Quoted passage:
•••

On Mon, Jun 13, 2011 at 3:01 PM, GOEKE, MATTHEW (AG/1000) <
[EMAIL PROTECTED]> wrote:

> If you know for certain that it needs to be split into multiple work units
> I would suggest looking into Oozie. Easy to install, light weight, low
> learning curve... for my purposes it's been very helpful so far. I am also
> fairly certain you can chain multiple job confs into the same run but I have
> not actually tried that therefore I can't promise it is easy or possible.
>
> http://www.cloudera.com/blog/2010/07/whats-new-in-cdh3-b2-oozie/
>
> If you are not running CDH3u0 then you can also get the tarball and
> documentation directly here:
> https://ccp.cloudera.com/display/SUPPORT/CDH3+Downloadable+Tarballs
>
> Matt
>
> -----Original Message-----
> From: Marcos Ortiz [mailto:[EMAIL PROTECTED]]
> Sent: Monday, June 13, 2011 4:57 PM
> To: [EMAIL PROTECTED]
> Cc: Arko Provo Mukherjee
> Subject: Re: Programming Multiple rounds of mapreduce
>
> Well, you can define a job for each round and then, you can define the
> running workflow based in your implementation and to chain your jobs
>
> El 6/13/2011 5:46 PM, Arko Provo Mukherjee escribió:
> > Hello,
> >
> > I am trying to write a program where I need to write multiple rounds
> > of map and reduce.

•••

Shape-labeling records:
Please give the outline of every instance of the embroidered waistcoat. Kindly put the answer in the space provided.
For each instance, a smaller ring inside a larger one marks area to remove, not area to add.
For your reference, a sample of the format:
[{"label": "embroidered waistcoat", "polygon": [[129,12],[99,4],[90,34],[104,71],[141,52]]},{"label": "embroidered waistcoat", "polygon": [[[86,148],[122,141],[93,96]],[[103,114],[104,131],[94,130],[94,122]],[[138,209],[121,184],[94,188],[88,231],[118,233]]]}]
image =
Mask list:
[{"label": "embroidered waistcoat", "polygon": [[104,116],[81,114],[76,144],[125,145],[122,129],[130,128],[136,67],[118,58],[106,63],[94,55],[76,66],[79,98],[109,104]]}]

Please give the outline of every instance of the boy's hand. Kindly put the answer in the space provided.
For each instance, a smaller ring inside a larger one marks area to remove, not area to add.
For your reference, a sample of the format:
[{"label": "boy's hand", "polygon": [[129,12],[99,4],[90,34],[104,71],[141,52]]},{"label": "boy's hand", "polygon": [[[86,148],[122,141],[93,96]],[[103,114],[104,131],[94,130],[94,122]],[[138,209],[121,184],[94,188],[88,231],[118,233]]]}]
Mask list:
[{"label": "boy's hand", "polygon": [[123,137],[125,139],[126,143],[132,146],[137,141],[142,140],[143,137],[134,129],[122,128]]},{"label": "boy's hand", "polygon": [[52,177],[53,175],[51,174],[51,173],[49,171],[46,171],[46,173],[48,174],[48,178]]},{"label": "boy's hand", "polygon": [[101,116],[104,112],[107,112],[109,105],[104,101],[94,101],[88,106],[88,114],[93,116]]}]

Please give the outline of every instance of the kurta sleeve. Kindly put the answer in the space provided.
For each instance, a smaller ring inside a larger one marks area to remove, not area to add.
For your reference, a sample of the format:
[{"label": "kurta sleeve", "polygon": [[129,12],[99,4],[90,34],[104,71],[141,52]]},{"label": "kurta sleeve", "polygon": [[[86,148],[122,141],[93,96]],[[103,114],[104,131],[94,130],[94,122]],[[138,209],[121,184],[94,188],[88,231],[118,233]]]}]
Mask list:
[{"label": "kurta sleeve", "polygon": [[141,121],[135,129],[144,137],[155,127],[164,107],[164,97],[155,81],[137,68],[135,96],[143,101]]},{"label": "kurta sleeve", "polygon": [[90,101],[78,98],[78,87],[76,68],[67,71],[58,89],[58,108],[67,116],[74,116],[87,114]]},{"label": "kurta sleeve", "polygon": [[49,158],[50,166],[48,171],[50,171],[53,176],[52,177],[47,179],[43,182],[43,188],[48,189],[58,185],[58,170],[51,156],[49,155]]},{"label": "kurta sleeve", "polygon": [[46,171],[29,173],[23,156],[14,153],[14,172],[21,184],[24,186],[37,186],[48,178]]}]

•••

Objective: Can you transcribe the MapReduce thread starting at "On Mon, Jun" and ending at "easy or possible."? You won't need the records for any of this.

Finished task:
On Mon, Jun 13, 2011 at 3:01 PM, GOEKE, MATTHEW (AG/1000) <
[EMAIL PROTECTED]> wrote:

> If you know for certain that it needs to be split into multiple work units
> I would suggest looking into Oozie. Easy to install, light weight, low
> learning curve... for my purposes it's been very helpful so far. I am also
> fairly certain you can chain multiple job confs into the same run but I have
> not actually tried that therefore I can't promise it is easy or possible.